---------- EXERCISE INPUT
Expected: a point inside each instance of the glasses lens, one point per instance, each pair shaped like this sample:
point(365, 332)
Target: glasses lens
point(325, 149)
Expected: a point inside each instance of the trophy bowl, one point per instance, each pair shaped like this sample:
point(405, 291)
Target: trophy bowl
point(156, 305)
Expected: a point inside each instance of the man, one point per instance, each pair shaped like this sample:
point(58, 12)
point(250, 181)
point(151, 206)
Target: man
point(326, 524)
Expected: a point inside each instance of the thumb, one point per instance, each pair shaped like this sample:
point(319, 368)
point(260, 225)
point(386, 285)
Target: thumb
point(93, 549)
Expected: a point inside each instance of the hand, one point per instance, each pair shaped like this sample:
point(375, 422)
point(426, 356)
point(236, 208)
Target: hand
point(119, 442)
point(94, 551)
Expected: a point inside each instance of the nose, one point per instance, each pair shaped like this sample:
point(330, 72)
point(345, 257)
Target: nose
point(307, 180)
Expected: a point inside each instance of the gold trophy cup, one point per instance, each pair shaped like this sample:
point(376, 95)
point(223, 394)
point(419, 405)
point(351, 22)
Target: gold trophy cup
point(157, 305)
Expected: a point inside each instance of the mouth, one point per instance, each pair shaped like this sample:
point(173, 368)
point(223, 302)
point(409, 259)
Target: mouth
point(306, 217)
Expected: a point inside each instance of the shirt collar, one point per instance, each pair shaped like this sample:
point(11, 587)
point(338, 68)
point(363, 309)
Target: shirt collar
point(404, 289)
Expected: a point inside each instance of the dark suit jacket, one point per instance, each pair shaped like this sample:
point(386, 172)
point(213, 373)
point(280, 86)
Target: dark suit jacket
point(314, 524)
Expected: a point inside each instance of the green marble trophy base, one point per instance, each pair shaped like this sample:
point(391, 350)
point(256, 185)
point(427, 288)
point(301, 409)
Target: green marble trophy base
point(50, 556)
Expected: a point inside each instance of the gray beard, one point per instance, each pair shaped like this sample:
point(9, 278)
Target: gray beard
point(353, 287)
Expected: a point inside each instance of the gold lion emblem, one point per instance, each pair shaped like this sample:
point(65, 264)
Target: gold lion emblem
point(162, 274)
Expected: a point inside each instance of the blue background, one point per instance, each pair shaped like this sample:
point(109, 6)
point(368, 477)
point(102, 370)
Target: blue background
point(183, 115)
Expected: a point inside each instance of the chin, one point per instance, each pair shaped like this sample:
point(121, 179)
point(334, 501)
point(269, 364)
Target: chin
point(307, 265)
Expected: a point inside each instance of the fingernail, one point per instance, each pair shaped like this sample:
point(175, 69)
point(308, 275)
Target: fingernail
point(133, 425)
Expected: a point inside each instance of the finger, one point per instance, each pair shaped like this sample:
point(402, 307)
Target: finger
--------------------
▸ **DIRECTIONS**
Reproduce verbatim everything from the line containing "Expected: a point inside each instance of the dark" down to the end of the records, including that first line and the final line of the records.

▸ **WRITTEN RESPONSE**
Expected: a point inside each instance of the dark suit jacket, one point per instance, each pair shaped like this sample:
point(386, 172)
point(213, 373)
point(280, 86)
Target: dark suit jacket
point(314, 524)
Expected: a point inside each instance of the green marble trophy base, one point per instance, each pair shaped like this sample:
point(391, 350)
point(256, 185)
point(427, 288)
point(301, 409)
Target: green marble trophy base
point(50, 556)
Expected: a point inside each instance of the gray beard, one point per instance, each pair shaped like this sample:
point(9, 278)
Target: gray beard
point(353, 287)
Expected: a point inside each instance of the gold lion emblem, one point per instance, each pair shaped like this sample:
point(65, 264)
Target: gold lion emblem
point(162, 274)
Expected: a point inside each instance of the blue background, one point per instance, each pair shaped like this sample:
point(109, 6)
point(368, 477)
point(102, 370)
Target: blue background
point(183, 115)
Expected: a point inside each instance of the chin, one point per instance, each pair shaped like this sample:
point(121, 179)
point(334, 501)
point(269, 364)
Target: chin
point(307, 265)
Expected: a point inside each instance of the fingernail, one point per instance, each pair shaped like this sample:
point(175, 69)
point(308, 275)
Target: fingernail
point(133, 425)
Expected: a point inside each instance of the finger, one point per instance, each pair shaped like this sample:
point(402, 307)
Target: finger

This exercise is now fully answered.